«A mia moglie ho spaccato la testa e rotto il setto nasale. Ora sono cambiato ma il patriarcato ce lo abbiamo dentro tutti»
Michele M., impiegato di Torino, ha due figli grandi ma non più una moglie. Lei lo ha denunciato ed ha divorziato. Perché litigavano di continuo. E durante gli screzi lui alzava le mani e la picchiava. «Se ripenso alle scene che hanno visto i miei figli da piccoli sto male davvero. Una sera le ho tirato uno zoccolo in faccia e le ho incrinato il setto nasale. Ancora mi chiedo come mai non ci fossimo lasciati prima», dice. Ha picchiato anche una sua compagna. Poi ha chiesto aiuto. È entrato nell’associazione “Il cerchio degli uomini”, che «mette in campo da più di vent’anni percorsi, servizi e iniziative per il cambiamento del maschile tramite il superamento del modello patriarcale maschilista». Dopo tre anni, dice, è cambiato: «Ho una compagna e il nostro rapporto è sereno».

Una serie di voci:
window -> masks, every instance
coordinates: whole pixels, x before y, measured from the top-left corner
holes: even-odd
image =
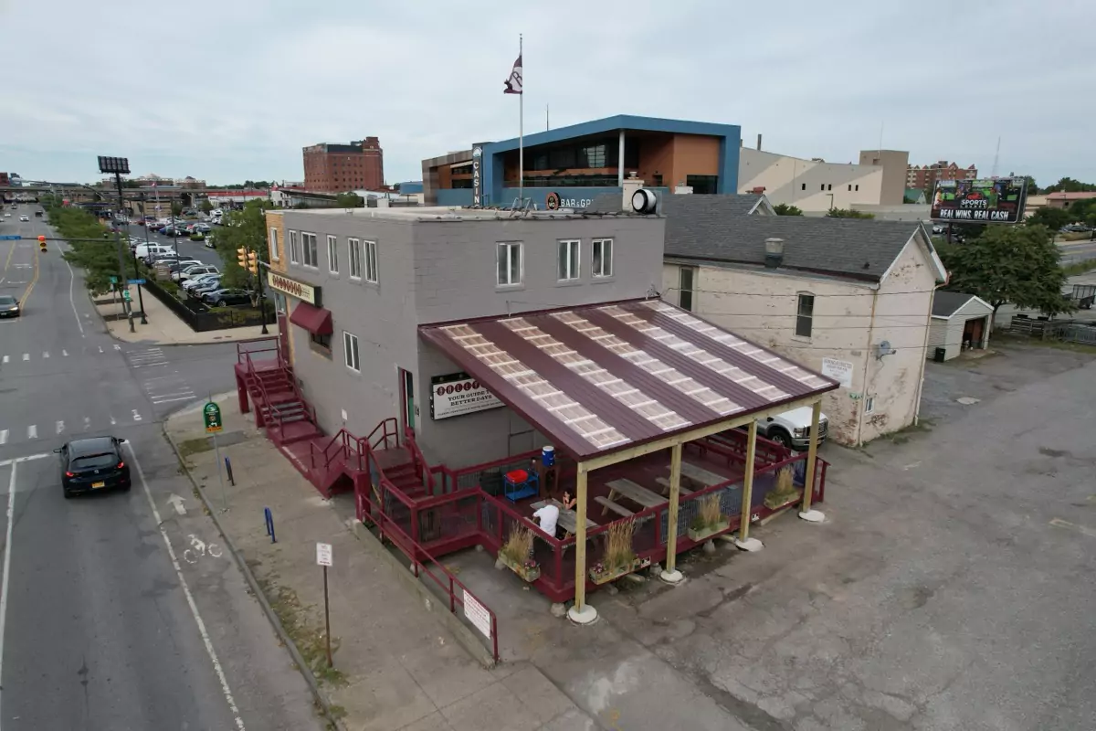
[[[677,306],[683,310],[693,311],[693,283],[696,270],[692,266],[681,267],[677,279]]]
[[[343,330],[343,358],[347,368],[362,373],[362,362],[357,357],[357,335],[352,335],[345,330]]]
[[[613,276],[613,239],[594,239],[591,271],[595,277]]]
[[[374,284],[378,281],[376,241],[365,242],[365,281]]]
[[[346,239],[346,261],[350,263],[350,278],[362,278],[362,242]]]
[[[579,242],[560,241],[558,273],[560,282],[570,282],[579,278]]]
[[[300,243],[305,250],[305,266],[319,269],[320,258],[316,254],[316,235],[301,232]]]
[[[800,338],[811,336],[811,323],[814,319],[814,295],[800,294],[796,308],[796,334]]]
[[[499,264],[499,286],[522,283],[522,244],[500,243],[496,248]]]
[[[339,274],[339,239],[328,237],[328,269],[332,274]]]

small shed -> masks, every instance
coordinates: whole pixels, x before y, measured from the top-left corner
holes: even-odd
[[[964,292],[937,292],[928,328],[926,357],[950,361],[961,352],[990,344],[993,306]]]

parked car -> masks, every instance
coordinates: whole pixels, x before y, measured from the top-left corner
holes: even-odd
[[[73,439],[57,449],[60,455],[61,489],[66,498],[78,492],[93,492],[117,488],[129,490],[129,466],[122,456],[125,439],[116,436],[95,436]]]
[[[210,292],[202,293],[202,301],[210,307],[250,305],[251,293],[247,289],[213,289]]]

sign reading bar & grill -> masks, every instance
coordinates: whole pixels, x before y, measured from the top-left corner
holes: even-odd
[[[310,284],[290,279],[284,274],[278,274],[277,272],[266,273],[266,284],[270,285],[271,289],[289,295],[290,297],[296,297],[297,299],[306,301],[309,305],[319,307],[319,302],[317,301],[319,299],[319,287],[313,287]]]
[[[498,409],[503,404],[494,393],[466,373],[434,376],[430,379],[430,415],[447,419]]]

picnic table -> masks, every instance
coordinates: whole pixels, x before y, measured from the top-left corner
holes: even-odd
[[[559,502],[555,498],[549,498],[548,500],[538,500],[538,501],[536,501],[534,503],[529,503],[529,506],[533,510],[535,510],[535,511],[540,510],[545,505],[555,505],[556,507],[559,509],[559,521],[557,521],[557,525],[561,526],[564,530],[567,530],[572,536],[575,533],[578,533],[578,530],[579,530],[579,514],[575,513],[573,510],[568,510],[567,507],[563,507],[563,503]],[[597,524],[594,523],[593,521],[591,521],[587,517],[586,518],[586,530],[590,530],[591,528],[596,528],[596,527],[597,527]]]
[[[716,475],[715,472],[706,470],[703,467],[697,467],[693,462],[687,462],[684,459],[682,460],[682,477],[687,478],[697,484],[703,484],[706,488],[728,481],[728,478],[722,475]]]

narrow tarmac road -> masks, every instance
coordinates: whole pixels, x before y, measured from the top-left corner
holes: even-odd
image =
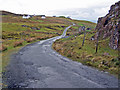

**Problema 1**. Ricopia per intero il testo selezionato.
**Problema 2**. Trasforma in una tabella Markdown le righe delle voci, partendo dalla prima e fermandoti dopo quella che contiene «[[[613,276],[613,239],[594,239],[591,271],[595,277]]]». Usa le colonne Numero, per il numero progressivo, e Riga, per il testo della riga, e ometti le righe vuote e le immagini.

**Soluzione 1**.
«A mia moglie ho spaccato la testa e rotto il setto nasale. Ora sono cambiato ma il patriarcato ce lo abbiamo dentro tutti»
Michele M., impiegato di Torino, ha due figli grandi ma non più una moglie. Lei lo ha denunciato ed ha divorziato. Perché litigavano di continuo. E durante gli screzi lui alzava le mani e la picchiava. «Se ripenso alle scene che hanno visto i miei figli da piccoli sto male davvero. Una sera le ho tirato uno zoccolo in faccia e le ho incrinato il setto nasale. Ancora mi chiedo come mai non ci fossimo lasciati prima», dice. Ha picchiato anche una sua compagna. Poi ha chiesto aiuto. È entrato nell’associazione “Il cerchio degli uomini”, che «mette in campo da più di vent’anni percorsi, servizi e iniziative per il cambiamento del maschile tramite il superamento del modello patriarcale maschilista». Dopo tre anni, dice, è cambiato: «Ho una compagna e il nostro rapporto è sereno».

**Soluzione 2**.
| Numero | Riga |
|---|---|
| 1 | window -> masks, every instance |
| 2 | coordinates: whole pixels, x before y, measured from the top-left corner |
| 3 | holes: even-odd |
| 4 | image = |
| 5 | [[[677,306],[683,310],[693,311],[693,283],[696,270],[692,266],[681,267],[677,279]]] |
| 6 | [[[343,330],[343,358],[347,368],[362,373],[362,362],[357,357],[357,335],[352,335],[345,330]]] |
| 7 | [[[613,276],[613,239],[594,239],[591,271],[595,277]]] |